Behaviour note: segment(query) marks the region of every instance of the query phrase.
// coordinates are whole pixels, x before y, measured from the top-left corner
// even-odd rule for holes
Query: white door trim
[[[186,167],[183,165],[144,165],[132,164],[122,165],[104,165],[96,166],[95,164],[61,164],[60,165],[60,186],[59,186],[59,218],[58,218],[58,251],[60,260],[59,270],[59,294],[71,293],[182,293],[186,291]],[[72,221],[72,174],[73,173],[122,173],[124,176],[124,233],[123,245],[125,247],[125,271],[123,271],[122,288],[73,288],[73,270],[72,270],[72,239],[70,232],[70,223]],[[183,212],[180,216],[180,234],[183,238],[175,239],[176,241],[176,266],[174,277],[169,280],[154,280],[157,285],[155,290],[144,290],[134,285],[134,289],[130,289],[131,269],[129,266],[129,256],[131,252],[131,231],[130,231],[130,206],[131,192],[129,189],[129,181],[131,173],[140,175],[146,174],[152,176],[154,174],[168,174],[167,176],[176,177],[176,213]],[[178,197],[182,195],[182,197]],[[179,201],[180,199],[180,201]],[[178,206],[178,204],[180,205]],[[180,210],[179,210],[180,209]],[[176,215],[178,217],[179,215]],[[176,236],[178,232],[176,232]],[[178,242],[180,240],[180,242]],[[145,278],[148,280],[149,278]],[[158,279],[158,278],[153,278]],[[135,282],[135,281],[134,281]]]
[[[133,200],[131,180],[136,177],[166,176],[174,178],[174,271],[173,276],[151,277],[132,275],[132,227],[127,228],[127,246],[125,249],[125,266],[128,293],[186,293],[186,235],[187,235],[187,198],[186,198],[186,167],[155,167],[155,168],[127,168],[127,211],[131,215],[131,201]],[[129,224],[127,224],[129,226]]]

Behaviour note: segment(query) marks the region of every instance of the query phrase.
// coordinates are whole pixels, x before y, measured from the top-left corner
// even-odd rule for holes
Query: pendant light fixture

* _Task brief_: Reproduce each line above exactly.

* _Response box_:
Behaviour note: segment(query) marks the region of every instance of the query phrase.
// coordinates are whole pixels, x before y, measured from the top-left corner
// even-odd rule for holes
Query: white door trim
[[[186,167],[183,165],[144,165],[132,164],[122,165],[104,165],[96,166],[95,164],[61,164],[60,165],[60,186],[59,186],[59,218],[58,218],[58,251],[60,260],[59,270],[59,294],[71,293],[182,293],[186,291]],[[72,221],[72,174],[73,173],[122,173],[124,176],[124,233],[123,245],[125,247],[125,271],[123,271],[122,288],[73,288],[73,270],[72,270],[72,239],[70,232],[70,223]],[[183,212],[180,216],[180,234],[183,238],[175,239],[176,241],[176,266],[174,277],[169,280],[154,280],[157,285],[155,290],[144,290],[134,285],[134,289],[130,289],[131,269],[129,266],[129,256],[131,252],[131,231],[130,231],[130,206],[131,192],[129,189],[129,181],[131,173],[140,175],[146,174],[152,176],[154,174],[168,174],[167,176],[176,177],[176,213]],[[178,197],[182,195],[182,197]],[[179,201],[180,199],[180,201]],[[178,206],[178,204],[180,205]],[[180,210],[179,210],[180,209]],[[176,215],[178,217],[179,215]],[[176,236],[178,232],[176,232]],[[178,242],[180,240],[180,242]],[[145,278],[148,280],[149,278]],[[158,279],[158,278],[153,278]],[[135,282],[135,281],[134,281]]]
[[[133,200],[131,180],[136,177],[166,176],[174,178],[174,271],[173,276],[151,277],[132,275],[132,227],[127,228],[127,246],[125,249],[125,266],[128,293],[186,293],[186,235],[187,235],[187,198],[186,198],[186,167],[155,167],[155,168],[127,168],[127,211],[131,215],[131,201]],[[129,224],[127,224],[129,226]]]

Behaviour note: segment(query) marks the region of every instance of the query phrase.
// coordinates are whole pixels, x before y, measured from the top-left corner
// even-odd rule for holes
Query: pendant light fixture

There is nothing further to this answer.